**THE REQUEST**
Put the lines below into a two-column CSV with the header row instruction,points. Give one row per request, with the request text under instruction and its full answer under points, each in a single double-quoted field with line breaks replaced by spaces.

**DATA TO PROCESS**
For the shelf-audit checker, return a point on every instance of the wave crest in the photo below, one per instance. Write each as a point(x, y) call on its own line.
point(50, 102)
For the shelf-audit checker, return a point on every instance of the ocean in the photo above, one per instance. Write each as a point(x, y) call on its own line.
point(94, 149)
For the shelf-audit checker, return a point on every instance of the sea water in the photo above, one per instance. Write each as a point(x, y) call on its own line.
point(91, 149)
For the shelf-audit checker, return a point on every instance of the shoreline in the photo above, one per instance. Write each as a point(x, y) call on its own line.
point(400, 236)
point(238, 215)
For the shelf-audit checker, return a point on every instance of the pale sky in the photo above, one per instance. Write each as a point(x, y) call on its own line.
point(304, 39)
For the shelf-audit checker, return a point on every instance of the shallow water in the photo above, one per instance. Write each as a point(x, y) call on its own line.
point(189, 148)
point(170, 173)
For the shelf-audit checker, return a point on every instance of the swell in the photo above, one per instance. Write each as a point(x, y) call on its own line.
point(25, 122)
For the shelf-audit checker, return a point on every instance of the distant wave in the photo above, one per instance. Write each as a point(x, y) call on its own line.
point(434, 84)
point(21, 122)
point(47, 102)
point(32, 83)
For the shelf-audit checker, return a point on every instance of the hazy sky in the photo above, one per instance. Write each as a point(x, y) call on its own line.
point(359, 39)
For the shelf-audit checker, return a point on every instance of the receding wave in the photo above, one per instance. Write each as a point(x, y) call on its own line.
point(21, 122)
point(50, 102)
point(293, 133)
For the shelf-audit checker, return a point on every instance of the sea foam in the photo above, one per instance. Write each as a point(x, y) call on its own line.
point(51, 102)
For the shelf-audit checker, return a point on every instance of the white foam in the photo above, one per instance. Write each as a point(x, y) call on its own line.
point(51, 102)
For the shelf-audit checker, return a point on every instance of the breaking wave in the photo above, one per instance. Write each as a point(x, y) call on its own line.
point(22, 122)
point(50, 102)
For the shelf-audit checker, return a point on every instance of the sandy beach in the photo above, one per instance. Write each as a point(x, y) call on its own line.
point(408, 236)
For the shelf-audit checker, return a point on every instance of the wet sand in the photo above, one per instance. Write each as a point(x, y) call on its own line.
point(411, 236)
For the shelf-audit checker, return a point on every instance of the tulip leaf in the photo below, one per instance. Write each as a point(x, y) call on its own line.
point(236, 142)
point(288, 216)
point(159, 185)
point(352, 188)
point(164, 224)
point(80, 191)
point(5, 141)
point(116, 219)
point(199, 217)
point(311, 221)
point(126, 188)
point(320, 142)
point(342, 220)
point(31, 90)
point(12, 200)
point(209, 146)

**TASK RESPONSE**
instruction,points
"For the shelf-audit checker, return a point on every instance of the wave crest in the photo below, one per instance. Write each as a point(x, y) call on its own line.","point(50, 102)"
"For the shelf-audit checker, return a point on every instance of the ocean in the photo above, one per instance. Write each as a point(x, y) call on its own line.","point(94, 149)"
"For the shelf-audit checker, return a point on every instance of the sea water in the photo above, one per instance. Write each as a point(x, y) call on its own line.","point(91, 149)"
"For the shelf-audit checker, return a point on every instance of the shoreline in the photo above, one per instance. Write each as a point(x, y) call on its own line.","point(400, 236) point(238, 215)"
"For the shelf-audit checker, return a point on every instance of the pale sky in the photo above, one per instance. Write each as a point(x, y) call on its own line.","point(304, 39)"
"For the shelf-audit checker, return a point on every instance of the shallow water in the photo above, one per instance. Write each as a point(x, y) call on its own line.","point(189, 148) point(170, 173)"
"For the shelf-audit checker, return a point on every instance of the swell in the photo above, one per instance. Write each as a point(x, y) call on its own line.","point(25, 122)"
"For the shelf-audit checker, return a point on every instance of the distant wave in the photo above, one per instance. Write each as a point(x, y) call on its own line.","point(434, 84) point(21, 122) point(47, 102) point(32, 83)"
"For the shelf-audit checker, return a point on every instance of the hazy sky in the photo above, one per instance. Write each as a point(x, y) call on its own line.","point(359, 39)"
"For the shelf-audit checker, return a point on every instance of the receding wave in the photo above, one per instance. Write each as a point(x, y) call on its own line.","point(21, 122) point(50, 102) point(293, 133)"
"For the shelf-audit checker, return a point on every instance of the sea foam in the photo above, one per instance. Write each as a point(x, y) call on its own line.","point(51, 102)"
"For the shelf-audit checker, return a point on every instance of the white foam in the photo above, one per instance. Write each as a point(x, y) call on its own line.","point(51, 102)"
"For the shelf-audit checker, return a point on every instance of the breaking wave in the photo above, one per instance. Write each as a point(x, y) call on its own line.","point(22, 122) point(50, 102)"
"For the shelf-audit checker, return a point on every instance of the sandy beach in the photo above, one per instance. Write each as a point(x, y) call on its own line.","point(408, 236)"
"For the shelf-audit checker, return a point on every instance of the wet sand in the photo above, one per instance. Write each as a point(x, y) call on its own line.","point(411, 236)"
"For the shelf-audit checker, return a point on every instance of the tulip leaf in the photo below, one per instance. Write each as a point(x, y) call on its own line.","point(236, 142) point(288, 216) point(159, 185) point(352, 188) point(164, 224) point(80, 191) point(5, 141) point(116, 219) point(199, 217) point(311, 221) point(126, 188) point(320, 142) point(342, 220) point(31, 90) point(12, 200) point(209, 146)"